→ TASK DETAILS
Each line below should be retyped exactly, with no pictures.

○ ○ ○

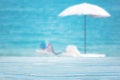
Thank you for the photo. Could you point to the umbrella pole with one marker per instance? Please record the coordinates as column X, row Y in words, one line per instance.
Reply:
column 85, row 35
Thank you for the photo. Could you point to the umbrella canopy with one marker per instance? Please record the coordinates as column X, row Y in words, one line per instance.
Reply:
column 85, row 9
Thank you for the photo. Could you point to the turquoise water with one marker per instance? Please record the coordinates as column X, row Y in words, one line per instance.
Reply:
column 59, row 68
column 24, row 23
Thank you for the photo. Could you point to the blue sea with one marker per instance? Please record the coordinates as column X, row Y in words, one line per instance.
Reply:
column 25, row 23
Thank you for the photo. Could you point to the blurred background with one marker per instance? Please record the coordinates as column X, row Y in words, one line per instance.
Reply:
column 25, row 23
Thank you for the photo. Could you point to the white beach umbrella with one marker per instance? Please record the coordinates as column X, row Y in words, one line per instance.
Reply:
column 85, row 9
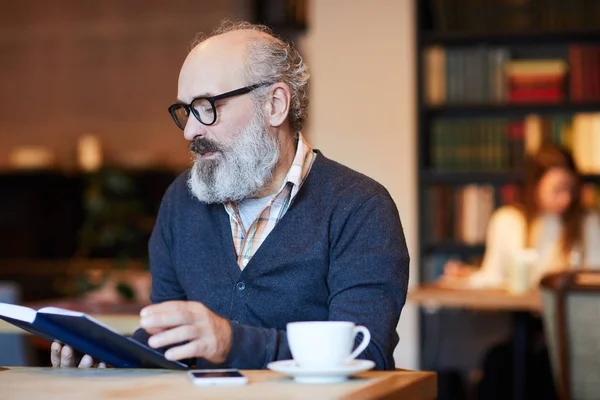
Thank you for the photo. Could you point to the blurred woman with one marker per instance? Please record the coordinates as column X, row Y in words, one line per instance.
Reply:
column 551, row 222
column 550, row 219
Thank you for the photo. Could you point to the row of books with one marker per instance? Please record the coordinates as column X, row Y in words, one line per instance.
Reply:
column 483, row 144
column 584, row 61
column 461, row 214
column 485, row 16
column 488, row 75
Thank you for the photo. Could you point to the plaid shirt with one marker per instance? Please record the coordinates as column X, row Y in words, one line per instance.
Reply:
column 247, row 242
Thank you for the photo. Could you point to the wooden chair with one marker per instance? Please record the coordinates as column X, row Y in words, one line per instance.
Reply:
column 572, row 325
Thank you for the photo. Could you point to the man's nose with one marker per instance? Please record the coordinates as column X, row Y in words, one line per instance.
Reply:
column 193, row 129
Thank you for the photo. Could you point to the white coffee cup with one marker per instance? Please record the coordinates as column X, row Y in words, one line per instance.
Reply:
column 325, row 344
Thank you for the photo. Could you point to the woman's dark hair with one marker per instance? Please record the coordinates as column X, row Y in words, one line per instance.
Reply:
column 536, row 166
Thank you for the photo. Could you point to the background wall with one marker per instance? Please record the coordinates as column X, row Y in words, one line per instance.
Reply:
column 106, row 67
column 362, row 108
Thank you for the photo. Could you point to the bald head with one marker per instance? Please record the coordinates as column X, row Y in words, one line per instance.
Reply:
column 215, row 66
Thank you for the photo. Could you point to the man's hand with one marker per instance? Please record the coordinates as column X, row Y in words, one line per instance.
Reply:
column 65, row 357
column 205, row 334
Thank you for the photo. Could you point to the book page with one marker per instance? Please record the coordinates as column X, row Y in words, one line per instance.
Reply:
column 20, row 313
column 77, row 314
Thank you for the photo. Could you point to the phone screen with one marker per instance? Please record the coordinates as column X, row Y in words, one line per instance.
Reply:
column 216, row 374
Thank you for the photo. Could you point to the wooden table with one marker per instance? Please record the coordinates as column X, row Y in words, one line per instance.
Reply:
column 434, row 296
column 475, row 299
column 89, row 384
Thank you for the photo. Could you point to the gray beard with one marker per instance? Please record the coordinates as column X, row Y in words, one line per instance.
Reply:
column 239, row 171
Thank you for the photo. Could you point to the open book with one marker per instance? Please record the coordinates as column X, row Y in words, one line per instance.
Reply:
column 86, row 335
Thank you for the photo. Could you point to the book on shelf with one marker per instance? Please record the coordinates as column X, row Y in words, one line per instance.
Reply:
column 495, row 144
column 87, row 335
column 461, row 214
column 485, row 16
column 481, row 74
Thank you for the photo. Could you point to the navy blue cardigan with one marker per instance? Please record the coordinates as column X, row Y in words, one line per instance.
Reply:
column 338, row 253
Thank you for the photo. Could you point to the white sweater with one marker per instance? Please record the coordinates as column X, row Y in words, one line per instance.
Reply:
column 505, row 238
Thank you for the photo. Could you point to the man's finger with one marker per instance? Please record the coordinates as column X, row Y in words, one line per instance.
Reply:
column 169, row 319
column 55, row 354
column 67, row 357
column 197, row 348
column 86, row 362
column 178, row 334
column 174, row 305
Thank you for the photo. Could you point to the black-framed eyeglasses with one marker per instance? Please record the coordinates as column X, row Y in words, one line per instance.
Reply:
column 203, row 108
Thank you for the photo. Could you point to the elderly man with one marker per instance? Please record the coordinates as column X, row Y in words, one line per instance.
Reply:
column 263, row 230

○ ○ ○

→ RESPONSE TO THIS TASK
Thank you for the photo. Could you point to the umbrella pole with one marker per instance? Please record the coordinates as column X, row Y in words, one line per instance.
Reply:
column 85, row 35
Thank you for the photo. Could you point to the umbrella canopy with one marker per instance? Please record the coordinates as column X, row Y in words, one line per instance.
Reply:
column 85, row 9
Thank you for the photo. Could you point to the turquoise water with one marker per instance? Please record the coordinates as column X, row Y in words, one line per instance.
Reply:
column 59, row 68
column 24, row 23
Thank you for the photo. Could you point to the blue sea with one marker per instance? Please record the coordinates as column X, row Y in words, one line per instance.
Reply:
column 25, row 23
Thank you for the photo. Could you point to the blurred background with one marker per instance? Please record the coordinates as column X, row Y in words, one line per instance.
Reply:
column 25, row 23
Thank you for the photo. Could you point to the white beach umbrella with one marker per instance? Please record the coordinates as column X, row Y in words, one line per instance.
Reply:
column 85, row 9
Thank you for the photo. Could you point to the blurred woman with one marker per instance? Please record the coordinates as column X, row Y in words, one line per instance.
Reply:
column 551, row 222
column 550, row 219
Thank you for the photo. Could you point to the row of books with one marker per instance? Please record the coordinates as column X, row Y in words, one line per instance.
Reply:
column 483, row 144
column 584, row 61
column 461, row 214
column 485, row 16
column 488, row 75
Thank you for the photo. Could you point to the plaid shirt with one marker per instance? Please record the coordinates as column X, row Y in words, one line per instance.
Reply:
column 247, row 242
Thank you for the photo. Could you point to the wooden chair with one marker per instance? Please record the coordinates as column X, row Y in words, one line per instance.
Reply:
column 572, row 325
Thank you for the photo. Could you point to the man's nose with one marker per instance? Please record the coordinates as column X, row Y in words, one line per instance.
Reply:
column 193, row 129
Thank you for the photo. Could you point to the white coffee cup with one marker per instance? Please record the coordinates as column X, row Y in words, one line per instance.
Reply:
column 325, row 344
Thank you for the photo. Could you point to the woman's dark hair with one marker per instance? Please record the coordinates as column X, row Y in words, one line per instance.
Reply:
column 536, row 166
Thank you for the photo. Could you point to the background wall with one marker per instance? Please record the coordinates as column X, row Y in words, one line per instance.
Reply:
column 106, row 67
column 362, row 108
Thank you for the photo. Could you point to the bald head with one marker per instance? Please record the coordinates as column X, row Y in words, one line per instance.
Reply:
column 215, row 66
Thank you for the photo. Could you point to the man's hand with one marker per instance? Please record the coordinates as column X, row Y in words, one line per instance.
Reply:
column 65, row 357
column 205, row 334
Thank you for the photo. Could you point to the book page with one marker per instance? Please record the coordinates as column X, row Y in words, one line per instance.
Reply:
column 20, row 313
column 77, row 314
Thank you for the photo. Could you point to the phone screen with one marker per instance? Please record the coordinates as column X, row Y in words, one line per instance.
Reply:
column 216, row 374
Thank you for the photo. Could you point to the wooden table with one marker per instance? Please record the coordinates as column X, row Y in words, one line per instance.
Reply:
column 434, row 296
column 475, row 299
column 89, row 384
Thank you for the photo. Could you point to the gray beard with one marker per instance? Please record the coordinates as column X, row Y in words, one line per instance.
Reply:
column 239, row 171
Thank you for the photo. Could you point to the open book with one marker per instance? Please record the coordinates as column X, row Y in words, one line per instance.
Reply:
column 86, row 335
Thank you for the photo. Could you point to the book on shelf with one marker per instance? Please record the coordinates as column X, row Y in words, one line per instance.
Reply:
column 495, row 144
column 87, row 335
column 461, row 214
column 485, row 16
column 481, row 74
Thank you for the photo. Could you point to the navy blue cardigan with one marker per instance? Please record the coordinates as column X, row Y in words, one line per instance.
Reply:
column 338, row 253
Thank you for the photo. Could you point to the white sweater with one marker per instance? Please record the coordinates as column X, row Y in words, one line per instance.
Reply:
column 505, row 238
Thank you for the photo. Could you point to the man's finger with one marker per instance? Please record the coordinates as column X, row Y in words, one line per instance.
Reply:
column 169, row 319
column 55, row 354
column 67, row 357
column 197, row 348
column 86, row 362
column 178, row 334
column 174, row 305
Thank you for the photo. Could you point to the black-framed eyeglasses with one marker per instance? Please record the coordinates as column X, row Y in words, one line per instance.
Reply:
column 203, row 108
Thank you for the photo. Could you point to the elderly man with one marker per instance? Please record the coordinates as column X, row Y in words, one line per instance.
Reply:
column 263, row 230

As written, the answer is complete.